*Dataset rows*

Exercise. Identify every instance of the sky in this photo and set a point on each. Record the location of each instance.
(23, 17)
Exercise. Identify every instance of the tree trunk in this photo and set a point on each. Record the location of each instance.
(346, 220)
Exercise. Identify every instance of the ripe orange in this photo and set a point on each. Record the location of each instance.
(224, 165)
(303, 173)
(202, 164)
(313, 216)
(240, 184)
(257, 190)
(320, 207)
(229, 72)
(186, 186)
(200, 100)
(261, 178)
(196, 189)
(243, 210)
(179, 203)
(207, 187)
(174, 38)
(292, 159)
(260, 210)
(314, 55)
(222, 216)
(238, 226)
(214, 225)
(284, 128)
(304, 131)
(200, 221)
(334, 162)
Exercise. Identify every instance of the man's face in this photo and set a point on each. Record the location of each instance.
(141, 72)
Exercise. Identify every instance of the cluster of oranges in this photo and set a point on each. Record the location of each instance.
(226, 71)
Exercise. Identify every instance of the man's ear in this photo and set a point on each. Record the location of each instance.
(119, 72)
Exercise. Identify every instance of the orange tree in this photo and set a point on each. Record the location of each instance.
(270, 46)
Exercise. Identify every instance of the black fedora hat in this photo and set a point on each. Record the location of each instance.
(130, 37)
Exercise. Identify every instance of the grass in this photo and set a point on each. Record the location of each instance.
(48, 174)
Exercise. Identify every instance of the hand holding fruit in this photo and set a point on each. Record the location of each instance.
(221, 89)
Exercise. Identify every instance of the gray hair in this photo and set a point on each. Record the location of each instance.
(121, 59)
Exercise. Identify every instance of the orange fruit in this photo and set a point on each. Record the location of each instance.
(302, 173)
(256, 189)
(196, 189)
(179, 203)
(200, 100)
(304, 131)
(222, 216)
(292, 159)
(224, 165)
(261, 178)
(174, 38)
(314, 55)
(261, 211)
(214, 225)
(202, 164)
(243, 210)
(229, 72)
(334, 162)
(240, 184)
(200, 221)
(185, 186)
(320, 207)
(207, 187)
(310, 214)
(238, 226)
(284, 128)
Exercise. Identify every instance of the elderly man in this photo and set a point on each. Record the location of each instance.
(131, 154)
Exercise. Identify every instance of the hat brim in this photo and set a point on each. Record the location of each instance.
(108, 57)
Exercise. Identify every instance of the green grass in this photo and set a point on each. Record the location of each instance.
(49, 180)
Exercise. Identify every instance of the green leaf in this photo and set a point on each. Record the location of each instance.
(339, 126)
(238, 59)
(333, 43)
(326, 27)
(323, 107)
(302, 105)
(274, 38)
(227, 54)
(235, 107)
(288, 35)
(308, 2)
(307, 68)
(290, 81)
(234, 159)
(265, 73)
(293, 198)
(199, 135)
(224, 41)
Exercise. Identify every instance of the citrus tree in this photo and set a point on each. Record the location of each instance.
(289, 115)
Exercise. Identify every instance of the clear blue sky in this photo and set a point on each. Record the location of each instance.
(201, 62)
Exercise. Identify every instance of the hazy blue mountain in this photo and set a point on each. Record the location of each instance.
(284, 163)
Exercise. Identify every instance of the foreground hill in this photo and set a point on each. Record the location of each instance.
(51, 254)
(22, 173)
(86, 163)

*Short task*
Please recast all the lines above as a numbered list, leaving out any blank lines.

*Reply*
1. Exercise. Identify every instance of the sky in this photo and set a point on each. Record the location of each instance.
2. (23, 17)
3. Exercise. Identify every instance of the tree trunk in this photo and set a point on each. Record the location of each instance.
4. (346, 220)
5. Exercise. Identify every instance of the ripe orange in this photo and set a point on each. Record the location of each instance.
6. (224, 165)
7. (303, 173)
8. (202, 164)
9. (313, 216)
10. (240, 184)
11. (257, 190)
12. (320, 207)
13. (229, 72)
14. (186, 186)
15. (200, 100)
16. (261, 178)
17. (196, 189)
18. (243, 210)
19. (179, 203)
20. (207, 187)
21. (174, 38)
22. (292, 159)
23. (260, 210)
24. (314, 55)
25. (222, 216)
26. (238, 226)
27. (214, 225)
28. (284, 128)
29. (304, 131)
30. (200, 221)
31. (334, 162)
32. Exercise. Identify every instance of the man's face in this photo and set a point on each. Record the location of each instance.
33. (141, 72)
34. Exercise. Identify every instance of the cluster of oranges in this photo and set a point on each. Record the location of each instance.
35. (226, 71)
36. Exercise. Identify every instance of the man's ear in this photo and set a point on each. Record the location of each instance.
37. (119, 72)
38. Exercise. Identify every instance of the orange tree in this photo and set a point on each. Record the location of each instance.
39. (270, 46)
40. Exercise. Identify every instance of the black fedora hat in this photo and set a point on each. Record the location of each instance.
41. (130, 37)
42. Exercise. Identify every instance of the grass in this photo and set a point on each. Record the location of each instance.
43. (48, 174)
44. Exercise. Identify every instance of the hand holding fruit in this photo and set a point on each. Record the location of each instance.
45. (221, 89)
46. Exercise. Identify every instance of the gray hair in this photo and set a point on each. Record the location of each instance.
47. (121, 59)
48. Exercise. Identify every instance of the orange fruit in this photo and set a point on each. Record the location of each instance.
49. (302, 173)
50. (256, 189)
51. (196, 189)
52. (179, 203)
53. (200, 100)
54. (304, 131)
55. (222, 216)
56. (292, 159)
57. (224, 165)
58. (261, 178)
59. (174, 38)
60. (314, 55)
61. (261, 211)
62. (214, 225)
63. (202, 164)
64. (243, 210)
65. (229, 72)
66. (334, 162)
67. (240, 184)
68. (200, 221)
69. (185, 186)
70. (320, 207)
71. (207, 187)
72. (310, 214)
73. (238, 226)
74. (284, 128)
75. Exercise. Identify every instance of the elderly man in this photo and set a point on each. Record the location of each instance.
76. (131, 154)
77. Exercise. Identify every instance of the hat brim in this photo and set a point on each. Record the location of each instance.
78. (108, 57)
79. Exercise. Identify every instance of the green grass in this photo and set a point on each. Record the location of each instance.
80. (49, 180)
81. Exercise. Identify every instance of the green leaf in this photo and set a point on each. Record the location of each instance.
82. (339, 126)
83. (238, 59)
84. (333, 43)
85. (326, 27)
86. (323, 107)
87. (302, 105)
88. (274, 38)
89. (227, 54)
90. (235, 107)
91. (288, 35)
92. (308, 2)
93. (307, 68)
94. (290, 81)
95. (234, 159)
96. (265, 73)
97. (293, 198)
98. (199, 135)
99. (224, 41)
100. Exercise. Identify every instance of the citrus tree in this photo and set a point on each. Record the location of each instance.
101. (289, 115)
102. Exercise. Identify every instance of the clear blue sky in this photo and set a point on each. Record the location of each instance.
103. (201, 62)
104. Exercise. Identify every instance of the hazy blue mountain in this photo and set a point on each. Record the location of each instance.
105. (284, 163)
106. Exercise. Identify every instance of the foreground hill in this photo and set a point on each. Record the location of each instance.
107. (51, 254)
108. (22, 173)
109. (86, 163)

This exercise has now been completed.